What this exercise asks:
• 1. According to the passage on Tolkien and allegory, in what month and year did he draft the letter stating that he had no allegorical intent?
• 2. Pick up the passage on Tolkien and allegory right after its final sentence and keep it going.

Selected text:
Dear Readers, welcome, as always.

JRRT always actively denied that his work was allegorical, that somehow, for example, he meant Sauron to stand for Hitler (and why not Stalin?) and the Ring was the atomic bomb. In a draft of a letter from April, 1959, he wrote:

“I have no didactic purpose, and no allegorical intent. (I do not like allegory properly so called: most readers appear to confuse it with significance or applicability…” (Letters, 297-298)

And yet—

Well, someone born in 1892, who lived through everything from the Boer War (1899-1902) to the Great War (1914-1918) to the Second World War (1939-1945) and into the middle of the Cold War, with all of the proxy wars and wars for independence during the 1940s to 1970s, could not help being somehow at least affected by such large and dreadful events, particularly a man as sensitive and thoughtful as JRRT, and as historically-minded. Like it or not, Tolkien was entangled in contemporary history.

One way that this has struck us recently is rereading Letters and coming across this:

“There is only one bright spot and that is the growing habit of disgruntled men of dynamiting factories and power-stations; I hope that, encouraged now as ‘patriotism’, may remain a habit! But it won’t do any good, if it is not universal.” (JRRT to Christopher, 29 Nov 1943, Letters, 64)

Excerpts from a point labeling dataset
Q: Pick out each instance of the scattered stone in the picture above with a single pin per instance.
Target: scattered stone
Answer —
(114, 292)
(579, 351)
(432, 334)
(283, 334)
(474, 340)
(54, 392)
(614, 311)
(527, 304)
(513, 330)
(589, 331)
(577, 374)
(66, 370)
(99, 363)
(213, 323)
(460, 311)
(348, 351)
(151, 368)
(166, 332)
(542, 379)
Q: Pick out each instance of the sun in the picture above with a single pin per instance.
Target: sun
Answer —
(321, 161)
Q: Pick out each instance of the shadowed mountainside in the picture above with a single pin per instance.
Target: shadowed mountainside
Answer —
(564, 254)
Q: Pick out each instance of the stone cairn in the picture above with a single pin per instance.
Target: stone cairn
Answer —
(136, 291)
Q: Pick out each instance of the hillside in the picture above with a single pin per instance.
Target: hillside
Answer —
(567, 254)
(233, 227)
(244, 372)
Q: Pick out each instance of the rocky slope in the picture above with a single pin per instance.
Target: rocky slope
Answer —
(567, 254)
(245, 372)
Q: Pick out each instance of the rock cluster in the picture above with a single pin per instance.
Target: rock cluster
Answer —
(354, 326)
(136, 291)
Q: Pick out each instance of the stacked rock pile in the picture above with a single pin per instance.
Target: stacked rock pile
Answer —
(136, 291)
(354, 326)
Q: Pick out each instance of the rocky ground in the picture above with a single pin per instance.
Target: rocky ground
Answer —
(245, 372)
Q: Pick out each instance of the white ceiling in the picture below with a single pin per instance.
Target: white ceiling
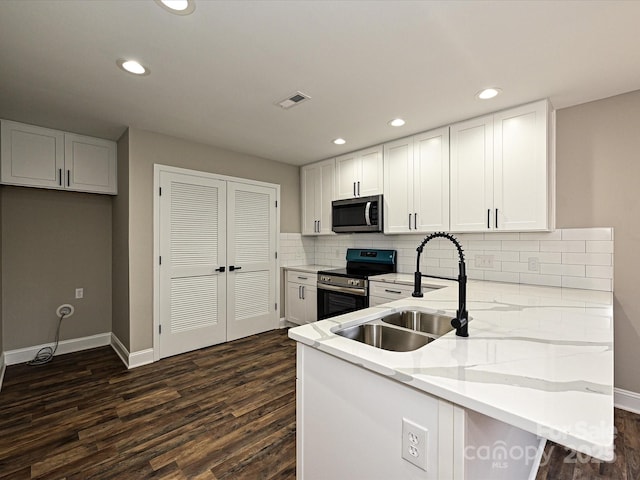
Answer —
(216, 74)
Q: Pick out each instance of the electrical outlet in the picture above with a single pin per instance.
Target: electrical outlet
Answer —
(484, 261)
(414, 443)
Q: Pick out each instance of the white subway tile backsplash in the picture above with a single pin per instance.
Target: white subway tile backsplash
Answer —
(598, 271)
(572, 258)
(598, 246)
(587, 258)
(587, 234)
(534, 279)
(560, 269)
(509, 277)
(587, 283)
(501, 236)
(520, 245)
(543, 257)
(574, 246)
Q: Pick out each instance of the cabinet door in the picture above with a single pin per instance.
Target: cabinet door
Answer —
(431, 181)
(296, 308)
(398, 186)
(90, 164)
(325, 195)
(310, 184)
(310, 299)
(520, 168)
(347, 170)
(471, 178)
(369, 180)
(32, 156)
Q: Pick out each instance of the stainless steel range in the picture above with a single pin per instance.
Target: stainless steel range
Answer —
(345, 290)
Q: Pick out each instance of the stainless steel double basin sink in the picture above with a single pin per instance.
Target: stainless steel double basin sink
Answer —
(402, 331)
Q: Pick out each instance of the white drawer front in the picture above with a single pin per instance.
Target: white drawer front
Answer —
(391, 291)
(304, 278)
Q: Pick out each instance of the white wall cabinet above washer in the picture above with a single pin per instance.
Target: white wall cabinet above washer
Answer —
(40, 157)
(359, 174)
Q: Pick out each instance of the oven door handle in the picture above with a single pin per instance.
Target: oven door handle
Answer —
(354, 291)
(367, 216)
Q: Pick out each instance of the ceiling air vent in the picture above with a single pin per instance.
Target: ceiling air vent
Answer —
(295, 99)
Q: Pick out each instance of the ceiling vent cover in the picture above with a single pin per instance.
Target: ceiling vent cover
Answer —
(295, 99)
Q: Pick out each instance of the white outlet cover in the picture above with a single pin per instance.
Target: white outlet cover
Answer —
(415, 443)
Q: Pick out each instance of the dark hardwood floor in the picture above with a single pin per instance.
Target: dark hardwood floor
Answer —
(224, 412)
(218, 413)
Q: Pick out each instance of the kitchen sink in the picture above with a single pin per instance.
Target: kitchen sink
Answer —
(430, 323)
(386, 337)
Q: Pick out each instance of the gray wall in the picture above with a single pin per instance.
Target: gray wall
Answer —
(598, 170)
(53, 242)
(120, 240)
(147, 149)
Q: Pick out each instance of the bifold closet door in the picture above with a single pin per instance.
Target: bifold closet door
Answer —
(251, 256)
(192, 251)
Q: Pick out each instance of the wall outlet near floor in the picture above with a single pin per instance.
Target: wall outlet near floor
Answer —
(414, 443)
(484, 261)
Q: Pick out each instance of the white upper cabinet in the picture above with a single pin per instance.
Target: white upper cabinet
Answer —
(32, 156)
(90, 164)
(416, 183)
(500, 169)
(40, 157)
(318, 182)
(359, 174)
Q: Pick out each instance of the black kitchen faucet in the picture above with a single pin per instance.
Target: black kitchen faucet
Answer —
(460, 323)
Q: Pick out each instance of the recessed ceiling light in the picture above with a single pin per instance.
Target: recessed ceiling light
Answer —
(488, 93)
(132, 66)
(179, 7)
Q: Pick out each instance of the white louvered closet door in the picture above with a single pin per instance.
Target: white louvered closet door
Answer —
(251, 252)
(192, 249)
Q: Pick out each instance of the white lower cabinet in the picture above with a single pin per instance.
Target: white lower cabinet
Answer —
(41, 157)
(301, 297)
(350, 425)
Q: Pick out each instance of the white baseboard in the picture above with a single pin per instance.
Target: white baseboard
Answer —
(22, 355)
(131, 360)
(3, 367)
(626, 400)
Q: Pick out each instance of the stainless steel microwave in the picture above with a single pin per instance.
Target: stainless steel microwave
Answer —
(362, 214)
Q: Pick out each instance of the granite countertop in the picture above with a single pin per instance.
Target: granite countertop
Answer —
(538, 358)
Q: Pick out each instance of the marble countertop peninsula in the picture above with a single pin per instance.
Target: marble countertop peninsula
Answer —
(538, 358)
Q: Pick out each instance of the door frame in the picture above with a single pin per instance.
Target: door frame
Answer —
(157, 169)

Task answers:
• 1. April 1959.

• 2.
Looking at that date, it is clear that what he is referring to is, in fact, the Allied bombing campaigns against the Reich (and as his son was training in the RAF—Royal Air Force—at the time, perhaps some part of him was also dreading that Christopher might be part of future bombing runs. After all, a general consensus is that the RAF lost over 50,000 killed in its war against Germany. This is, of course, small in contrast to the 60,000 casualties incurred by the British Army on the first day of the Somme, 1 July, 1916, alone, but, with warfare having become much more mobile again in 1939-1945, these were significant losses.)

Here are, in fact, photos of the bombing of a German factory and a power station—the very sort of thing Tolkien is describing.

WAR & CONFLICT BOOK
ERA:  WORLD WAR II/WAR IN THE WEST/GERMANYCopy of RAF Blenheim V6391 After Bombing Goldenburg Power Station, Cologne

(Although, for the sake of our posting, we feel that it’s necessary to show illustrations like these, it’s hard for us to do so. In those smoke clouds are the lives of men, women, and children, with all of the loss and misery which war always brings. Yoda says, “Wars not make one great” and, when we think of the human cost, it’s hard for us to disagree. We only wish that all the violence in history was confined to adventure stories and that, in real life, people got along and there was no need ever for such awful behavior against fellow human beings.)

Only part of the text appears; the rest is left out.